▶ **CHECK YOUR UNDERSTANDING**
**a)** Decide whether each statement agrees with the smoking-rates text. Answer yes or no, and quote the words of the text that settle it.
(i) North Carolina has the lowest average price for a pack of cigarettes of any state.
(ii) Gallup's results come from telephone interviews conducted between January 2015 and December 2016.
(iii) The cigarette tax data came from the Campaign for Tobacco Free Kids.
**b)** Retype the smoking-rates text between "Detailed Findings and" and "1% favor pipes.", inclusive.

▶ **TEXT UNDER STUDY**
* * *

Detailed Findings and Methodology
Cigarettes are by far the preferred method of smoking among Americans. Of adults nationwide who identify as smokers, about 16.6% smoke cigarettes, 2.3% choose cigars, and less than 1% favor pipes.
Multiple studies have shown that governments can reduce smoking rates by increasing excise taxes on cigarettes. Indeed, smoking rates tend to be higher in parts of the country where they are less expensive. In 25 of the 30 metro areas with the highest smoking rates, the average price of a pack of cigarettes is lower than $6.16 — the average price per pack nationwide. In North Carolina, a state with three cities on this list, the average pack of cigarettes costs only $4.64, the second lowest of any state.
Speaking with 24/7 Wall St., Dan Witters, research director for the Gallup-Sharecare Well-Being Index, noted that smoking rates are affected by more than quantifiable factors like price. Some cities, he explained, have a culture of smoking, and this will drive up rates, regardless of how much cigarettes cost. “You can think of culture as ‘how we do things around here’… The more people who smoke around you, the greater probability that you yourself will be a smoker” Witters said.
While smokers in states with low cigarette prices may be getting a good deal financially, they are likely paying a heavy price with their health. According to the Centers for Disease Control and Prevention, smoking can cause a number of diseases and conditions, including cancer and heart disease, the two leading causes of death in the United States.
In 22 of the 30 metro areas on this list, the share of adults who have had a heart attack is higher than the 3.9% national share. In 19, the share of adult residents who have been diagnosed with cancer is greater than the 7.1% share nationwide.
In addition to a higher incidence of certain deadly diseases and conditions, metro areas with high smoking rates tend to be less healthy in general. Lafayette, Louisiana is the only metro area on this list with a larger share of adults who perceive their own physical health to be near perfect than the 57.4% of American adults who do.
To determine the cities with the highest smoking rates, 24/7 Wall St. used the Gallup-Sharecare Well-Being Index. Gallup’s results are based on roughly 354,500 telephone interviews conducted nationwide between January 2015 and December 2016. Gallup only reports the results for metropolitan areas in which at least 300 interviews were completed. The smoking rate represents the share of residents who identify themselves as current smokers. All other data related to health outcomes also came from the Gallup survey. The average price of a pack of cigarettes by state came from the Campaign for Tobacco Free Kids, and cigarette tax data came from policy think tank, Tax Foundation.

* * *

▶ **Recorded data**
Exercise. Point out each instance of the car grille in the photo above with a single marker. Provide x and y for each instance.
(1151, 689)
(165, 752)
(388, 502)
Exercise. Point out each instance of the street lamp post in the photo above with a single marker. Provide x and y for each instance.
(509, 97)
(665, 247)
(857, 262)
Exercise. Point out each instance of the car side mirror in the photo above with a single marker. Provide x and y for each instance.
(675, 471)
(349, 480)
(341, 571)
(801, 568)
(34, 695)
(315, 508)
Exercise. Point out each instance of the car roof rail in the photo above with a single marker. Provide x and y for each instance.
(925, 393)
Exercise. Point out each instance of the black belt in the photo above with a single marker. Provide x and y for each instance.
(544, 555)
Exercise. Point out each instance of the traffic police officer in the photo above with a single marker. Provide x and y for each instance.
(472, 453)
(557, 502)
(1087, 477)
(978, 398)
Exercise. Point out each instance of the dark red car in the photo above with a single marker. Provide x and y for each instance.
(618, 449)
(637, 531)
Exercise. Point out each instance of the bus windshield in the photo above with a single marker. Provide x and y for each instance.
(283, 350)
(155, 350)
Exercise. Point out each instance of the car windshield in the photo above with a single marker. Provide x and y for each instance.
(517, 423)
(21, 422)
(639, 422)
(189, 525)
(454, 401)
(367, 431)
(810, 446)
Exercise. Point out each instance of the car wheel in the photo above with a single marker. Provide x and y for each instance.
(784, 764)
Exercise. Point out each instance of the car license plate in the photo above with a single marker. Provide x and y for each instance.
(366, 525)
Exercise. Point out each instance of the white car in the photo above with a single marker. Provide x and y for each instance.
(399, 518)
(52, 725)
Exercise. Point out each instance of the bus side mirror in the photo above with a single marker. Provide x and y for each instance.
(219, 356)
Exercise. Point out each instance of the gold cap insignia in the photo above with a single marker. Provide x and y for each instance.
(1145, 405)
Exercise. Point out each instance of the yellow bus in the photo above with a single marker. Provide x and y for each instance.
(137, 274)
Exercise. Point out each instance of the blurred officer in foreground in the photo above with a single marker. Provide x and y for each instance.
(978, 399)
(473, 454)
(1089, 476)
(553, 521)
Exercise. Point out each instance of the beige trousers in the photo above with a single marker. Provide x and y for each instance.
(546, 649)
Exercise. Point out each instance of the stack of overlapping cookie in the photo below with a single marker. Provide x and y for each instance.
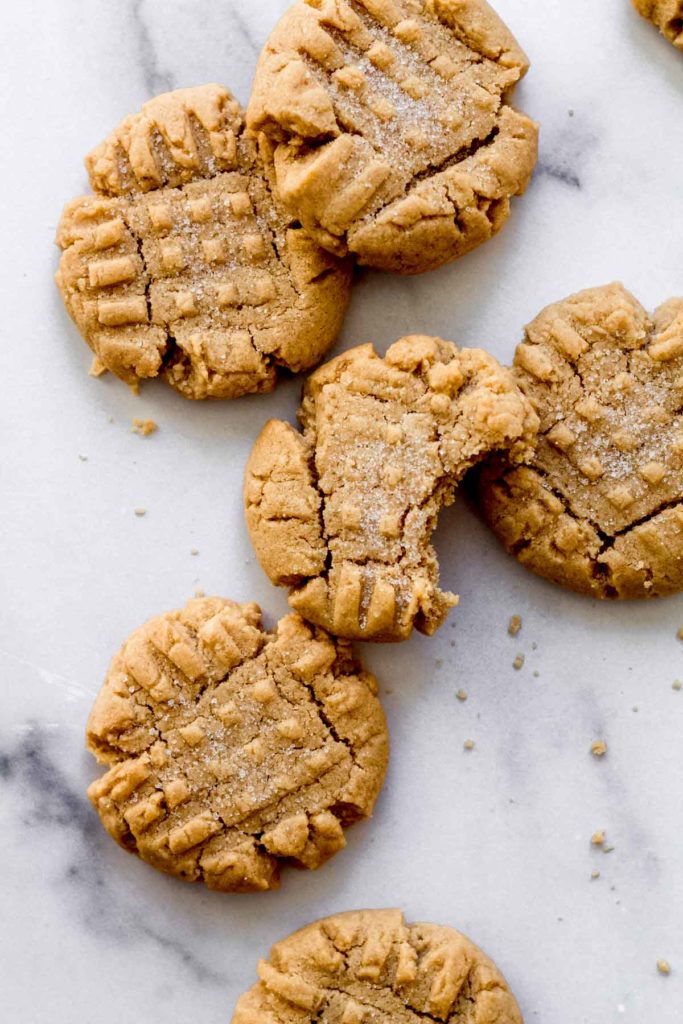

* * *

▶ **COMPLETED EXERCISE**
**a)**
(i) No: "the average pack of cigarettes costs only $4.64, the second lowest of any state."
(ii) Yes: "roughly 354,500 telephone interviews conducted nationwide between January 2015 and December 2016."
(iii) No: "cigarette tax data came from policy think tank, Tax Foundation."

**b)**
Detailed Findings and Methodology
Cigarettes are by far the preferred method of smoking among Americans. Of adults nationwide who identify as smokers, about 16.6% smoke cigarettes, 2.3% choose cigars, and less than 1% favor pipes.